== SHORT PROBLEM 1 ==
Decide whether each statement below agrees with the excerpt on Java's public profile. Answer yes or no for each, and quote the exact words of the text that settle it.
(a) Most people in the writer's hometown think of Indonesian islands and coffee when they hear "Java."
(b) The writer has hoped Java would become widely known in the wireless space.
(c) Rick Ross is president of JavaLobby.

Since coming home I've had a vivid illustration of just how far Java has to go. Everyone knows Microsoft, of course. An almost microscopic percentage of those who don't work in the industry (i.e., one person) have even heard about .NET, but Java still brings blank faces, or thoughts of Indonesian islands and coffee to the majority (this is not to say that people in my small hometown are ignorant compared to Londoners, rather that when returning home, you are invariably asked by all and sundry what you've been doing for the past few years). In the past, I haven't worried that Java wasn't too well known. In fact I've personally been hoping the profile stays low - at least in the wireless space - but that penetration of the market will become more widespread. Now I'm not so sure. As Rick Ross, president of JavaLobby, says, there are 200,000,000 reasons to take .NET seriously. And while you might not think that .NET will have any impact on J2ME, with a company that has the resources to spend that much money just on marketing, you do have to wonder.

== SHORT PROBLEM 2 ==
Please pick out every line in the listing below that contains the word "point", and copy each one.

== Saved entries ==
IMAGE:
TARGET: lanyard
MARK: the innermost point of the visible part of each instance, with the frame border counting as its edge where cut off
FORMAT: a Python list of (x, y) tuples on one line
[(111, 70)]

== FULL ANSWER 1 ==
(a) Yes: "Java still brings blank faces, or thoughts of Indonesian islands and coffee to the majority"
(b) No: "I've personally been hoping the profile stays low - at least in the wireless space"
(c) Yes: "Rick Ross, president of JavaLobby"

== FULL ANSWER 2 ==
MARK: the innermost point of the visible part of each instance, with the frame border counting as its edge where cut off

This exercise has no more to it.